* START DATA PROVIDED *

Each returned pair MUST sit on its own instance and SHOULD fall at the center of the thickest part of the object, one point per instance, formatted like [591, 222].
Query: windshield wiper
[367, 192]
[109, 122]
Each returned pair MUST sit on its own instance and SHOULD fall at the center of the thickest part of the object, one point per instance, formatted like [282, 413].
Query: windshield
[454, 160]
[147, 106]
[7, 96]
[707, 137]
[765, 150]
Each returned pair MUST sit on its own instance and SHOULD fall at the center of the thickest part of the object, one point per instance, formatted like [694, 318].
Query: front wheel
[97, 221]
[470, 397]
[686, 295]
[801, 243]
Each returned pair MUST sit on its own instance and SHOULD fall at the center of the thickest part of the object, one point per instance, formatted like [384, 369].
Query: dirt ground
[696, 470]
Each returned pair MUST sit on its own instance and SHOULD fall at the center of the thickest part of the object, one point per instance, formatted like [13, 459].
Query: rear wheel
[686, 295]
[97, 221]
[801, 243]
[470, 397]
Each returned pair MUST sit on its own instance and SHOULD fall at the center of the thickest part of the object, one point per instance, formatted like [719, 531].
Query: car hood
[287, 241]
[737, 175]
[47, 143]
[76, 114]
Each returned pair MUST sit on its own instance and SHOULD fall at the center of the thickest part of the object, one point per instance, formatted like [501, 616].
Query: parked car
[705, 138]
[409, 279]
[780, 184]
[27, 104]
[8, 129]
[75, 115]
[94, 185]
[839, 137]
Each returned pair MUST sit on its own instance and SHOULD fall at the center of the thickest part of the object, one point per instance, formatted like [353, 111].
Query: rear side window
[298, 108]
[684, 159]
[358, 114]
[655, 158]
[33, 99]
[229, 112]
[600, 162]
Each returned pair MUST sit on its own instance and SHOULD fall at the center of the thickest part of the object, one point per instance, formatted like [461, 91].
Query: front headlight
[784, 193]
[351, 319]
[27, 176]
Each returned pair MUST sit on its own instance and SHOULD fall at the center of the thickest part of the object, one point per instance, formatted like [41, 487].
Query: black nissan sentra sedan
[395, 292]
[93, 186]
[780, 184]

* END DATA PROVIDED *
* START DATA PROVIDED *

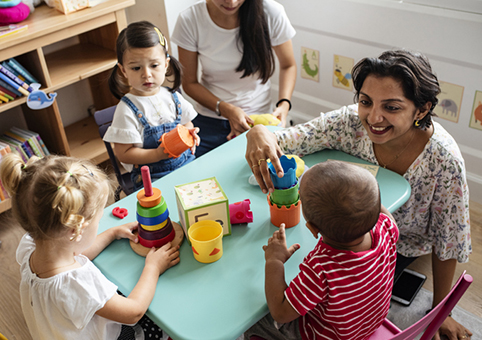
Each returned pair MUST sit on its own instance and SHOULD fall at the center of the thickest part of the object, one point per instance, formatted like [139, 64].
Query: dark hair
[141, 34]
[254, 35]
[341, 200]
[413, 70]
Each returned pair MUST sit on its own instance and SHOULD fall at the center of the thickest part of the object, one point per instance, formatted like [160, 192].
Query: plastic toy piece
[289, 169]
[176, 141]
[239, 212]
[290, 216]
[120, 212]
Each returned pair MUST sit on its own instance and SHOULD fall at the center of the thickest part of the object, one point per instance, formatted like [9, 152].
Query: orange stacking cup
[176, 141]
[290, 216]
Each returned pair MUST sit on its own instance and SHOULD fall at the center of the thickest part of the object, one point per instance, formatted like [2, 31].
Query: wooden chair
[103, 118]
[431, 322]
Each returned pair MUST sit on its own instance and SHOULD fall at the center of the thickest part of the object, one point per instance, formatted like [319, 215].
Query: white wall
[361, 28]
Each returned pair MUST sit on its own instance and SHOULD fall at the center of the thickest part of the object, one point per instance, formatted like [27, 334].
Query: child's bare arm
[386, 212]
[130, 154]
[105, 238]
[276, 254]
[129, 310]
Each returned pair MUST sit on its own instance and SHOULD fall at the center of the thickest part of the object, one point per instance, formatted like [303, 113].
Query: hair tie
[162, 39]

* END DATA PROVIDED *

• **WRITTEN PROBLEM**: How many lines in the entries above contain the string "rear"? Case counts. Reply with the number alone.

• **REPLY**: 2